Copy out every line of the listing below, character for character, with nothing changed or left out.

·····

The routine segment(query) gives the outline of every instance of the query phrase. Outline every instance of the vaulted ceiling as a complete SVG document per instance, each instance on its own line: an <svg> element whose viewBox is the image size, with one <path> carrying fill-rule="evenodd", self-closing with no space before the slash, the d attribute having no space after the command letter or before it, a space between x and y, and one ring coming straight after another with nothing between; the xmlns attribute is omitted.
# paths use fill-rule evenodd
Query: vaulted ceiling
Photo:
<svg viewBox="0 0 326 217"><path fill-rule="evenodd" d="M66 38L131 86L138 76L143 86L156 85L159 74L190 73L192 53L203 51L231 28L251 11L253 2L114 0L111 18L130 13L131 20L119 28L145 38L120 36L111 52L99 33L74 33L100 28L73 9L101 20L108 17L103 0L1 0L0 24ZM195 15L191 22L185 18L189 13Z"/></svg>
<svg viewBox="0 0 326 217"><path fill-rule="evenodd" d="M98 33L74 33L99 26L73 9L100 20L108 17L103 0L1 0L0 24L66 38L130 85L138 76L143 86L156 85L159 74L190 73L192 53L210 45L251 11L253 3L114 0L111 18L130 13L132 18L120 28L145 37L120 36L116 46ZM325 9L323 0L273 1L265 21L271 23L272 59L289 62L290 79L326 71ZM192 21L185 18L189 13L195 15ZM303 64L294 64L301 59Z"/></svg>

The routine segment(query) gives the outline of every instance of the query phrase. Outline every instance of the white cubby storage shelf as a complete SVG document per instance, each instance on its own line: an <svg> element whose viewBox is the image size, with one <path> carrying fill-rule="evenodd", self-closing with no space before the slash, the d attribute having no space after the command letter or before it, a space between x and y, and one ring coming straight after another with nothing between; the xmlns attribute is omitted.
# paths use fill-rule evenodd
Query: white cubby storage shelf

·····

Task answer
The routine segment(query) gives the outline of every instance of the query phrase. Outline every instance of the vaulted ceiling as a complete SVG document per instance, each instance on its own line: an <svg> element whose viewBox is the image size, with one <path> carrying fill-rule="evenodd", self-closing with no space before the slash, the d attribute having no space after the command letter or before it, a space between x and y, and one ring coming straight after another with nothing between; the xmlns attribute is omitted.
# paths use fill-rule evenodd
Query: vaulted ceiling
Photo:
<svg viewBox="0 0 326 217"><path fill-rule="evenodd" d="M66 38L131 86L138 76L143 86L156 85L159 74L190 73L192 53L203 51L231 28L251 11L253 2L114 0L111 18L130 13L131 20L119 28L145 38L120 36L111 52L99 33L74 33L100 28L73 9L101 20L108 17L103 0L1 0L0 24ZM195 15L191 22L185 18L189 13Z"/></svg>
<svg viewBox="0 0 326 217"><path fill-rule="evenodd" d="M98 33L74 33L99 26L73 9L100 20L108 17L103 0L1 0L0 24L66 38L130 85L138 76L143 86L156 85L159 74L190 73L192 53L210 45L251 11L253 3L114 0L111 18L130 13L132 18L120 28L145 37L120 36L116 46ZM325 9L323 0L273 1L265 21L271 23L272 59L289 62L290 79L326 71ZM192 21L185 18L189 13L195 15ZM303 64L294 64L301 59Z"/></svg>

The routine segment(query) gives the outline of every instance of the query phrase. Outline every instance of the white cubby storage shelf as a complete SVG document per instance, each instance on its own line: an <svg> element whose viewBox is the image size, with one <path> carrying fill-rule="evenodd", self-closing with no space before the slash, the d attribute having no space after the command letter or before it, a space between x and y, and one ring coming straight after another with nothing between; the xmlns attribute is omitted.
# paths use fill-rule evenodd
Query: white cubby storage shelf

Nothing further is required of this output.